= Task material =
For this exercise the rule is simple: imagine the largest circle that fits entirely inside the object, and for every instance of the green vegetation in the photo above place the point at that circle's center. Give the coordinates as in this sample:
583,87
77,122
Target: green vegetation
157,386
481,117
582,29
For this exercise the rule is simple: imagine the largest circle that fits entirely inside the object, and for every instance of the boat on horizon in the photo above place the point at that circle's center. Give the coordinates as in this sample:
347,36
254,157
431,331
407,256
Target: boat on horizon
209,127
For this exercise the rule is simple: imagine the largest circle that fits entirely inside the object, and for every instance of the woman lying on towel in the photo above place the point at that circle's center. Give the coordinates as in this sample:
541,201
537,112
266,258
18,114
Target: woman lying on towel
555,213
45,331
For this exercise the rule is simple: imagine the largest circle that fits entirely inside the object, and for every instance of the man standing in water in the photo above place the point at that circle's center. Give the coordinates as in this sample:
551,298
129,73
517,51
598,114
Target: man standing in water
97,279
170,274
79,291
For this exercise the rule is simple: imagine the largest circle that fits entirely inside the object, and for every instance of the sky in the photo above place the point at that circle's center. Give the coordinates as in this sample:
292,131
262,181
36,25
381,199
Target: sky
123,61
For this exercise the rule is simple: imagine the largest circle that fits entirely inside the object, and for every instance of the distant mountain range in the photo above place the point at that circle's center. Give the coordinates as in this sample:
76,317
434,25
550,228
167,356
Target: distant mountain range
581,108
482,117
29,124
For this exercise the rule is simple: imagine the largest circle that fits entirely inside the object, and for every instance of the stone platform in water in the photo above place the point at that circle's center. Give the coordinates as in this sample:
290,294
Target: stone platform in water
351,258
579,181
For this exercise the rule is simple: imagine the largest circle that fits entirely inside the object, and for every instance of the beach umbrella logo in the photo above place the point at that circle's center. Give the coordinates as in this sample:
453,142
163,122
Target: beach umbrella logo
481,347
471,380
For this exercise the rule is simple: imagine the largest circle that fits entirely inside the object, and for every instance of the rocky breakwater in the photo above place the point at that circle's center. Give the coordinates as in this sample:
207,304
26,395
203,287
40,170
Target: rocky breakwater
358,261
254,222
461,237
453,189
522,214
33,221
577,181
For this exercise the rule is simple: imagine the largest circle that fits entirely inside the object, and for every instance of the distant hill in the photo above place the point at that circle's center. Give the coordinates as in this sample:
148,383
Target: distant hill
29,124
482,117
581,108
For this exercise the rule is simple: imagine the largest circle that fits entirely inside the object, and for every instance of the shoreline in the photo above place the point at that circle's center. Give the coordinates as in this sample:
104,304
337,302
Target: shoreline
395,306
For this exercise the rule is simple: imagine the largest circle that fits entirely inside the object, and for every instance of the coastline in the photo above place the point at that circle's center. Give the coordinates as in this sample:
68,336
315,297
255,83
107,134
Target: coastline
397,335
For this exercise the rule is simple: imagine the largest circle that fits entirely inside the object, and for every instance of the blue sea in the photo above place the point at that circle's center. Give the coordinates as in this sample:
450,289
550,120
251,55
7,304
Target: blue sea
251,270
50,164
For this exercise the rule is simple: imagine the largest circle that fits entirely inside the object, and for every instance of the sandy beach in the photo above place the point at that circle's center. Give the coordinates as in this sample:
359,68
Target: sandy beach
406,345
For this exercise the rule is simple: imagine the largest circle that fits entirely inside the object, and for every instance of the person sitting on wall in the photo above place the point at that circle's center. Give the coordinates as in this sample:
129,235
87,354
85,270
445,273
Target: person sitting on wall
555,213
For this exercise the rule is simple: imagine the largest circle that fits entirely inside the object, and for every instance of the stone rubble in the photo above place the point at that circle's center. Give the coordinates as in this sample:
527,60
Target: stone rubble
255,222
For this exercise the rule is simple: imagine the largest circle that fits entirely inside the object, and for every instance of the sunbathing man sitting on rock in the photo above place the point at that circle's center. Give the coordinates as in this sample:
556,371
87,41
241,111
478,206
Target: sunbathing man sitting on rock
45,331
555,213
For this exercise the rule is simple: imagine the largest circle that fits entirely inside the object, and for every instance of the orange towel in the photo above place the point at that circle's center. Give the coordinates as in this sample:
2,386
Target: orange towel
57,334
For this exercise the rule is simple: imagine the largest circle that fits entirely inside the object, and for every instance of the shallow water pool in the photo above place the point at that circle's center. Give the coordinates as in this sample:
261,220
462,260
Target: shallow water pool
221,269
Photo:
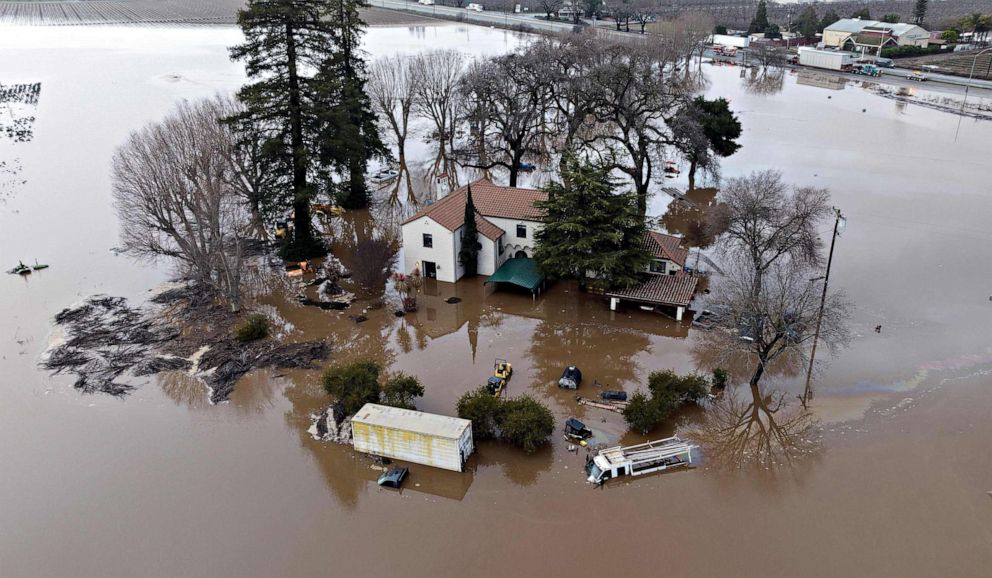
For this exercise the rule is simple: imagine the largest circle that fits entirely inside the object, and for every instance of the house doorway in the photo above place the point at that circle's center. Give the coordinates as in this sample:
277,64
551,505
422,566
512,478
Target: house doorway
430,270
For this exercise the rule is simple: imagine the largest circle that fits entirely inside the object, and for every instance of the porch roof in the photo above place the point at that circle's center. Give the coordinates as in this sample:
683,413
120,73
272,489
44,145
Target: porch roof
522,272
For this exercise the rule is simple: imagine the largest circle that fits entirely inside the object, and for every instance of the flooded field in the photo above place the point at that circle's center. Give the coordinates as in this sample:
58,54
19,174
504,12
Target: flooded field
162,483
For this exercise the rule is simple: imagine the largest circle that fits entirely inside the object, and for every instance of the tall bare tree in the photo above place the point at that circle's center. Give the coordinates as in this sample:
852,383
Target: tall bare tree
173,187
638,95
762,221
438,74
757,428
508,97
775,317
393,89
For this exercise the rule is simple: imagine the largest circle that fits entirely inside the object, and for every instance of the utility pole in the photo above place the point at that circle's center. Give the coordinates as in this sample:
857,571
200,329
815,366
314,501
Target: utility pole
808,391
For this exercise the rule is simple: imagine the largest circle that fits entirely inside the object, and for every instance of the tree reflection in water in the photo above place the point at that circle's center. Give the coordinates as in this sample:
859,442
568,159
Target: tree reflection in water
756,429
764,80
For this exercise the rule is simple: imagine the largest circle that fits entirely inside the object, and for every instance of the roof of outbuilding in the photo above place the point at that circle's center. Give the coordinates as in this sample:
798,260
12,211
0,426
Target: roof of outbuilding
675,290
435,425
490,201
854,26
663,246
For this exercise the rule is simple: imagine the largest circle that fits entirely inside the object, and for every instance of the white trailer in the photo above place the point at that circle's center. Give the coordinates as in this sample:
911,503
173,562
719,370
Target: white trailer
638,460
730,41
413,436
827,59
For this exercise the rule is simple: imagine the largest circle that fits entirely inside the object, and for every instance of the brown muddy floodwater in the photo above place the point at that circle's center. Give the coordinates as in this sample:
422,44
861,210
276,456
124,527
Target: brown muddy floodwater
164,484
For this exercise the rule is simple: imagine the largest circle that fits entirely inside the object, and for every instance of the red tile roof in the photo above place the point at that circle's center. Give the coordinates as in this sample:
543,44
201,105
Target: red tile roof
675,290
490,201
662,246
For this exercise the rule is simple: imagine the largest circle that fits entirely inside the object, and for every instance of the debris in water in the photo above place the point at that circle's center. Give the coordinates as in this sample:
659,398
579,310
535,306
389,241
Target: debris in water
107,339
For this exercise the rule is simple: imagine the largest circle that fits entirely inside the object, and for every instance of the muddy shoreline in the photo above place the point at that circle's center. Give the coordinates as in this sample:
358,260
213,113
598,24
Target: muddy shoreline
108,343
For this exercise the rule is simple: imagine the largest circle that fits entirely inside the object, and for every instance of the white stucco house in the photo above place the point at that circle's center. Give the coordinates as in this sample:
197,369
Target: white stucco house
854,32
505,216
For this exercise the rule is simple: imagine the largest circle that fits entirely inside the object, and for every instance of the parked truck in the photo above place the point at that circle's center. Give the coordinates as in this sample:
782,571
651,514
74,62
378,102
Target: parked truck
413,436
638,460
827,59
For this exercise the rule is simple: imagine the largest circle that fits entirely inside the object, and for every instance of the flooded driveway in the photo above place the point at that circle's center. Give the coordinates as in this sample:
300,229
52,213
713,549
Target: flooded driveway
162,483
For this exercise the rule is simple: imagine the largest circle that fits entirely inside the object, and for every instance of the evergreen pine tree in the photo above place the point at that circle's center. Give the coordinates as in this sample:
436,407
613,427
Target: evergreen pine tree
760,21
349,136
920,11
590,229
808,22
829,18
468,255
284,40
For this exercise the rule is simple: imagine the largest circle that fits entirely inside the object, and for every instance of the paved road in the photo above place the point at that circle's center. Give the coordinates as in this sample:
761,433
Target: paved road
536,23
483,18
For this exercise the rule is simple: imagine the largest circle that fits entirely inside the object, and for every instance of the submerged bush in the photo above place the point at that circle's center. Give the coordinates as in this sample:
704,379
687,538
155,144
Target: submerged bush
669,391
526,423
483,410
720,377
252,329
523,421
400,390
357,383
641,413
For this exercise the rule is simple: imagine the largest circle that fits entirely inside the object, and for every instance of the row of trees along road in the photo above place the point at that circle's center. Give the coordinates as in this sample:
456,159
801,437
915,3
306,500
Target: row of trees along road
306,106
617,102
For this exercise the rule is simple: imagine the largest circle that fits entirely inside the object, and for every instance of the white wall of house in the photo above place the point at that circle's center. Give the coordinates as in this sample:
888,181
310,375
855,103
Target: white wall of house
915,36
835,38
442,253
511,242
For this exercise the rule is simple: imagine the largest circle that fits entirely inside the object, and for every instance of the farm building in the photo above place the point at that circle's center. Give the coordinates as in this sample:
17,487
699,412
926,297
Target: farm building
413,436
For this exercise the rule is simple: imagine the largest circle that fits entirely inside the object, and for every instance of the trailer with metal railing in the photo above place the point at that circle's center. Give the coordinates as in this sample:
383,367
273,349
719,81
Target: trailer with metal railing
638,459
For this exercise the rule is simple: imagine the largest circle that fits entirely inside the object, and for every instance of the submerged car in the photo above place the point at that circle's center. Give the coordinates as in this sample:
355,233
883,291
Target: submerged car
394,477
613,395
571,378
576,430
385,176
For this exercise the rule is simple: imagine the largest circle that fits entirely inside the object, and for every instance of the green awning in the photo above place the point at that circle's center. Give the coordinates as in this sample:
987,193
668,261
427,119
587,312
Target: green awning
521,272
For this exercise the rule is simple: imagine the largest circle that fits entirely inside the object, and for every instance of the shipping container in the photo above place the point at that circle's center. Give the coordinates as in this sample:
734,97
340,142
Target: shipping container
413,436
727,40
828,59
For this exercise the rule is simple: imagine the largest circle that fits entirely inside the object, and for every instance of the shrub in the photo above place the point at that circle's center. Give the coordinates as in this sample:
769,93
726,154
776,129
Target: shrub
372,265
357,383
526,423
669,391
252,329
641,413
399,391
353,384
523,421
720,378
483,410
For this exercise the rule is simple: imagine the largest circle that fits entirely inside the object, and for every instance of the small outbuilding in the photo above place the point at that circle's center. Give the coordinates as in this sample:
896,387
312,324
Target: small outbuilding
413,436
669,291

= Exercise objective =
From the entries above, give again exactly the lines running from the line with "Target: house doorway" to the line with "the flooded field"; include both of those lines.

= Expected output =
Target: house doorway
430,270
For this exercise the rule is simple: imagine the largest circle that fits entirely inside the object, and for every instance of the porch roof in the photo above place the point at that circle's center. Give the coordinates as in this sample:
683,413
120,73
272,489
44,145
Target: porch roof
522,272
For this exercise the rule is simple: imagine the largest circle that fits entirely inside the object, and for every instance of the flooded field in the photo above place the point at that circle's center. Give the coordinates as in this sample:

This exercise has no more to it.